■ Your objective ■
State how many lines of the listing below contain the string "green". Give only the number.
^^^^^^^^
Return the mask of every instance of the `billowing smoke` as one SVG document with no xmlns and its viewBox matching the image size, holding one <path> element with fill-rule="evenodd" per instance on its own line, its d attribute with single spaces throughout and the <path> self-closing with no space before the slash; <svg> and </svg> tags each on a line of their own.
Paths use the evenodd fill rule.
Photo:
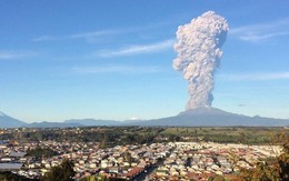
<svg viewBox="0 0 289 181">
<path fill-rule="evenodd" d="M 228 30 L 226 19 L 213 11 L 178 28 L 178 41 L 175 44 L 178 57 L 173 60 L 173 69 L 182 71 L 185 79 L 189 81 L 190 99 L 187 110 L 211 105 L 213 72 L 220 64 L 220 48 L 226 41 Z"/>
</svg>

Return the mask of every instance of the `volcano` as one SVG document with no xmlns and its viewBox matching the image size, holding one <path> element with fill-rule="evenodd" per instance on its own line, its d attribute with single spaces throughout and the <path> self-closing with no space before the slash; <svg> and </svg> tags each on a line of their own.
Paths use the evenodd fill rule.
<svg viewBox="0 0 289 181">
<path fill-rule="evenodd" d="M 289 120 L 263 117 L 248 117 L 226 112 L 212 107 L 199 107 L 180 112 L 178 115 L 139 121 L 132 125 L 167 125 L 167 127 L 288 127 Z"/>
</svg>

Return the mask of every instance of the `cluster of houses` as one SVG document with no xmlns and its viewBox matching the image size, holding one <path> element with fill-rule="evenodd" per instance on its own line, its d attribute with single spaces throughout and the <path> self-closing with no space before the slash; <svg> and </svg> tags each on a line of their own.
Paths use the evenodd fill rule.
<svg viewBox="0 0 289 181">
<path fill-rule="evenodd" d="M 49 148 L 50 158 L 36 159 L 28 150 Z M 101 174 L 133 180 L 206 179 L 213 174 L 231 175 L 239 168 L 250 169 L 262 158 L 277 157 L 277 145 L 220 144 L 213 142 L 166 142 L 128 144 L 100 149 L 98 142 L 43 141 L 0 144 L 0 170 L 27 178 L 40 178 L 68 158 L 74 163 L 76 179 Z"/>
</svg>

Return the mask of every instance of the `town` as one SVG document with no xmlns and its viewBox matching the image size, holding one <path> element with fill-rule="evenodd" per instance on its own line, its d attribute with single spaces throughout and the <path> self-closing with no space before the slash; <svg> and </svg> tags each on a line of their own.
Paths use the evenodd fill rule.
<svg viewBox="0 0 289 181">
<path fill-rule="evenodd" d="M 103 128 L 94 129 L 103 131 Z M 127 128 L 124 130 L 128 131 Z M 79 128 L 49 131 L 62 131 L 63 134 L 83 132 Z M 19 132 L 41 132 L 41 129 L 3 129 L 1 135 L 8 138 L 8 133 L 11 133 L 17 138 L 19 134 L 16 133 Z M 69 159 L 73 162 L 74 180 L 92 175 L 124 180 L 207 180 L 216 175 L 233 179 L 240 169 L 251 169 L 261 160 L 278 157 L 282 151 L 280 145 L 272 144 L 249 145 L 203 140 L 185 142 L 190 140 L 188 135 L 181 137 L 178 141 L 170 141 L 169 138 L 160 135 L 156 135 L 155 139 L 158 141 L 124 144 L 120 142 L 111 147 L 108 145 L 109 142 L 104 142 L 109 141 L 108 139 L 3 139 L 0 142 L 0 170 L 37 180 L 51 168 L 61 164 L 63 159 Z"/>
</svg>

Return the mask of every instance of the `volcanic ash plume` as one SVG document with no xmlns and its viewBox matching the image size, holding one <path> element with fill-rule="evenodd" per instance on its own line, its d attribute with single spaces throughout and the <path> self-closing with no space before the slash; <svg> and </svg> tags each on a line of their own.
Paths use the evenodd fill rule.
<svg viewBox="0 0 289 181">
<path fill-rule="evenodd" d="M 190 99 L 187 110 L 211 105 L 213 72 L 220 64 L 220 48 L 228 30 L 226 19 L 213 11 L 178 28 L 178 41 L 175 44 L 178 57 L 173 60 L 173 69 L 182 71 L 185 79 L 189 81 Z"/>
</svg>

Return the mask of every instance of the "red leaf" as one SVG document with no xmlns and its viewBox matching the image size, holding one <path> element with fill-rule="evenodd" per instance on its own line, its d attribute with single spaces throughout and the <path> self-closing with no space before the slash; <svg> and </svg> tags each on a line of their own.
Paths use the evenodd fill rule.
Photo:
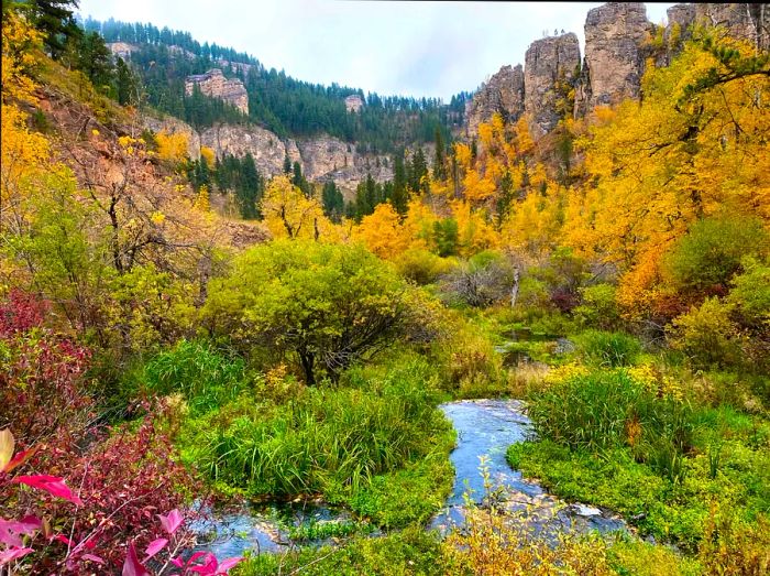
<svg viewBox="0 0 770 576">
<path fill-rule="evenodd" d="M 219 572 L 217 574 L 227 574 L 230 568 L 237 564 L 240 564 L 241 562 L 243 562 L 243 558 L 228 558 L 219 565 Z"/>
<path fill-rule="evenodd" d="M 6 474 L 10 472 L 14 468 L 18 468 L 22 464 L 24 464 L 26 460 L 29 460 L 34 454 L 37 452 L 37 448 L 30 448 L 29 450 L 23 450 L 16 454 L 11 460 L 6 465 L 6 467 L 0 470 Z"/>
<path fill-rule="evenodd" d="M 68 546 L 72 546 L 72 545 L 73 545 L 73 541 L 69 540 L 69 539 L 68 539 L 67 536 L 65 536 L 64 534 L 56 534 L 56 535 L 54 536 L 54 540 L 58 540 L 59 542 L 64 542 L 64 543 L 67 544 Z"/>
<path fill-rule="evenodd" d="M 0 542 L 7 546 L 21 547 L 20 534 L 32 534 L 42 525 L 38 518 L 25 517 L 22 520 L 3 520 L 0 518 Z"/>
<path fill-rule="evenodd" d="M 166 547 L 166 544 L 168 544 L 168 541 L 166 539 L 157 539 L 153 540 L 150 545 L 147 546 L 147 550 L 144 551 L 144 553 L 147 555 L 144 558 L 144 562 L 147 562 L 150 558 L 152 558 L 155 554 L 161 552 L 163 548 Z"/>
<path fill-rule="evenodd" d="M 8 564 L 12 559 L 21 558 L 26 556 L 30 552 L 34 552 L 32 548 L 10 548 L 4 552 L 0 552 L 0 566 Z"/>
<path fill-rule="evenodd" d="M 133 542 L 129 544 L 129 553 L 125 555 L 125 562 L 123 563 L 123 576 L 152 576 L 147 568 L 142 566 L 136 557 L 136 548 L 134 548 Z"/>
<path fill-rule="evenodd" d="M 97 564 L 107 564 L 107 562 L 105 562 L 105 558 L 100 556 L 95 556 L 94 554 L 84 554 L 81 557 L 82 559 L 90 559 L 91 562 L 96 562 Z"/>
<path fill-rule="evenodd" d="M 174 532 L 176 532 L 182 525 L 182 521 L 184 520 L 182 512 L 176 509 L 168 512 L 167 517 L 157 514 L 157 518 L 161 519 L 161 525 L 166 532 L 168 532 L 168 534 L 174 534 Z"/>
<path fill-rule="evenodd" d="M 64 478 L 58 476 L 47 476 L 44 474 L 38 474 L 35 476 L 16 476 L 12 483 L 24 483 L 31 486 L 32 488 L 37 488 L 38 490 L 45 490 L 50 495 L 56 496 L 64 500 L 69 500 L 78 506 L 82 506 L 82 500 L 80 500 L 73 491 L 64 483 Z"/>
</svg>

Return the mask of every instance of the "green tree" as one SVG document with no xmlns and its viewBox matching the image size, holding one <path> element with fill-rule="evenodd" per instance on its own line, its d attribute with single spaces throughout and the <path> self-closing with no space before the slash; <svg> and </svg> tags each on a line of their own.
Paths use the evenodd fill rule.
<svg viewBox="0 0 770 576">
<path fill-rule="evenodd" d="M 296 359 L 309 385 L 351 363 L 426 334 L 429 304 L 361 246 L 277 240 L 233 262 L 211 282 L 204 317 L 241 346 Z"/>
<path fill-rule="evenodd" d="M 339 222 L 345 209 L 345 200 L 333 181 L 323 184 L 321 193 L 323 214 L 332 221 Z"/>
</svg>

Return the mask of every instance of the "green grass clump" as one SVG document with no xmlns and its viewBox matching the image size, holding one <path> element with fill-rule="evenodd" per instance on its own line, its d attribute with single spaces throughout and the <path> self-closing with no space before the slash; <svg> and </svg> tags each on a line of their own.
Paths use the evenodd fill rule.
<svg viewBox="0 0 770 576">
<path fill-rule="evenodd" d="M 193 413 L 204 413 L 235 400 L 246 389 L 245 365 L 202 341 L 179 340 L 152 358 L 139 373 L 145 391 L 180 393 Z"/>
<path fill-rule="evenodd" d="M 639 340 L 622 332 L 586 330 L 576 340 L 585 361 L 592 366 L 631 366 L 641 354 Z"/>
<path fill-rule="evenodd" d="M 337 548 L 299 548 L 261 554 L 237 570 L 239 576 L 304 574 L 309 576 L 402 576 L 448 574 L 437 535 L 420 525 L 383 537 L 356 536 Z"/>
<path fill-rule="evenodd" d="M 307 388 L 277 405 L 241 396 L 193 419 L 185 457 L 253 497 L 321 493 L 355 502 L 382 525 L 425 520 L 452 481 L 453 433 L 436 407 L 431 368 L 411 358 L 384 376 L 354 370 L 344 383 Z"/>
</svg>

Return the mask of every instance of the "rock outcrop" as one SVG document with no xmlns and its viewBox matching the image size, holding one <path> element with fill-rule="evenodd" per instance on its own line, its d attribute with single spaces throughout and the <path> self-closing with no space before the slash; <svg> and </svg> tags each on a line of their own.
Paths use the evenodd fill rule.
<svg viewBox="0 0 770 576">
<path fill-rule="evenodd" d="M 647 56 L 645 42 L 652 29 L 641 2 L 608 2 L 588 11 L 575 116 L 585 116 L 596 106 L 639 97 Z"/>
<path fill-rule="evenodd" d="M 200 91 L 211 98 L 219 98 L 233 105 L 243 113 L 249 113 L 249 95 L 243 83 L 238 78 L 228 79 L 219 68 L 211 68 L 206 74 L 197 74 L 188 76 L 185 79 L 185 93 L 187 96 L 193 94 L 194 88 L 198 86 Z"/>
<path fill-rule="evenodd" d="M 167 134 L 183 133 L 187 137 L 187 155 L 193 160 L 200 157 L 200 135 L 190 124 L 183 122 L 177 118 L 167 116 L 165 118 L 153 118 L 145 116 L 143 119 L 144 128 L 153 132 L 165 132 Z"/>
<path fill-rule="evenodd" d="M 382 182 L 393 177 L 386 156 L 360 154 L 355 144 L 329 135 L 302 140 L 282 140 L 275 133 L 256 126 L 218 124 L 204 130 L 200 143 L 217 156 L 232 154 L 254 157 L 256 169 L 265 176 L 275 176 L 284 170 L 284 159 L 299 162 L 302 174 L 311 182 L 333 181 L 338 186 L 352 189 L 366 178 Z"/>
<path fill-rule="evenodd" d="M 345 98 L 345 109 L 349 112 L 358 112 L 364 107 L 364 100 L 358 94 L 351 94 Z"/>
<path fill-rule="evenodd" d="M 572 98 L 580 74 L 580 44 L 570 32 L 532 42 L 524 68 L 524 107 L 532 135 L 553 130 L 565 113 L 572 115 Z"/>
<path fill-rule="evenodd" d="M 524 70 L 520 64 L 503 66 L 465 105 L 468 134 L 475 134 L 479 124 L 488 121 L 496 112 L 514 122 L 524 113 Z"/>
<path fill-rule="evenodd" d="M 276 134 L 257 126 L 217 124 L 200 133 L 200 142 L 220 157 L 224 154 L 242 157 L 250 153 L 256 169 L 266 176 L 280 174 L 287 154 L 292 162 L 301 161 L 294 142 L 287 145 Z"/>
<path fill-rule="evenodd" d="M 767 3 L 697 3 L 676 4 L 667 10 L 669 28 L 674 23 L 680 33 L 692 24 L 721 26 L 733 37 L 751 43 L 757 50 L 770 48 L 770 4 Z"/>
</svg>

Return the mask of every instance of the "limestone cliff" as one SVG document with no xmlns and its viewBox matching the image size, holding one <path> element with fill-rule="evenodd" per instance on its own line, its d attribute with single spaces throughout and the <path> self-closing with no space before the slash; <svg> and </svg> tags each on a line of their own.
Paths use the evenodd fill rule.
^^^^^^^^
■ Correct response ■
2